Source material:
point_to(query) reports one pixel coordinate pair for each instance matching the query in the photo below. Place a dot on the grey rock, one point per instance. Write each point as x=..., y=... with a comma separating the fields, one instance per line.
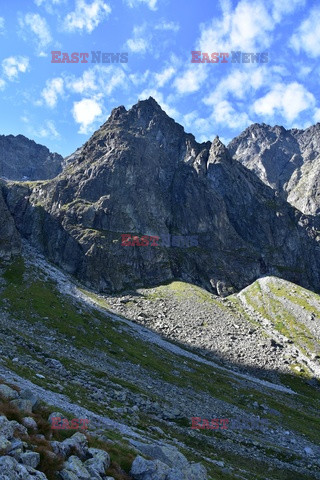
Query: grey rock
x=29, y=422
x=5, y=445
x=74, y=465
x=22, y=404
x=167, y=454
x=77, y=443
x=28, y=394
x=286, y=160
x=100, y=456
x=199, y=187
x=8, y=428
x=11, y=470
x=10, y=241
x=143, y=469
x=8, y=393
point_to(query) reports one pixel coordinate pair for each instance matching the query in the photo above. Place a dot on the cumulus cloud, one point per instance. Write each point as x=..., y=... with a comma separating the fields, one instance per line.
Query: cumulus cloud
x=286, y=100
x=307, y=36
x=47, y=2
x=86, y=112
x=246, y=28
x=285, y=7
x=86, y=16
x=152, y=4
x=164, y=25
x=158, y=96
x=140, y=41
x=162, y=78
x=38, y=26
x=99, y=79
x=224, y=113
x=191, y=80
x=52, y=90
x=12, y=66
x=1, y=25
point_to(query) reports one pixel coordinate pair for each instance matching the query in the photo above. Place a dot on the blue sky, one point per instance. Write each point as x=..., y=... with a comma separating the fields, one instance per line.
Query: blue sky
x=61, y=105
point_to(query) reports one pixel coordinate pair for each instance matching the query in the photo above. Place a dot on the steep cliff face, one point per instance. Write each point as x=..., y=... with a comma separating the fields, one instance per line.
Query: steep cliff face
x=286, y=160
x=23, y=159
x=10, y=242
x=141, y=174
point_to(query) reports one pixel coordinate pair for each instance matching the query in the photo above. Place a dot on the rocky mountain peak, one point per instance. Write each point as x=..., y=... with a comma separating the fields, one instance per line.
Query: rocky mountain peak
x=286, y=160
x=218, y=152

Task objective: The required result is the entries above, printed exactly from the first line through the line with "on the cumulus", pictures excluded.

Output for this exercise:
point_to(query) reports one pixel coordinate pair for each instance matching the query in the photo below. Place a dot on the grey rock, one point per instance. Write each point as x=..., y=... with a comma separating the fields, one instance per line.
Query: grey rock
x=29, y=422
x=5, y=445
x=74, y=465
x=22, y=404
x=167, y=454
x=77, y=443
x=28, y=394
x=286, y=160
x=100, y=456
x=199, y=187
x=8, y=428
x=11, y=470
x=10, y=241
x=143, y=469
x=8, y=393
point_to(query) reports one pixel coordinate pair for each instance matching the query in the photo above. Place a dot on the cumulus cloud, one point per instance. Write each point as x=..., y=... with a comma separating the fields, one instance per line.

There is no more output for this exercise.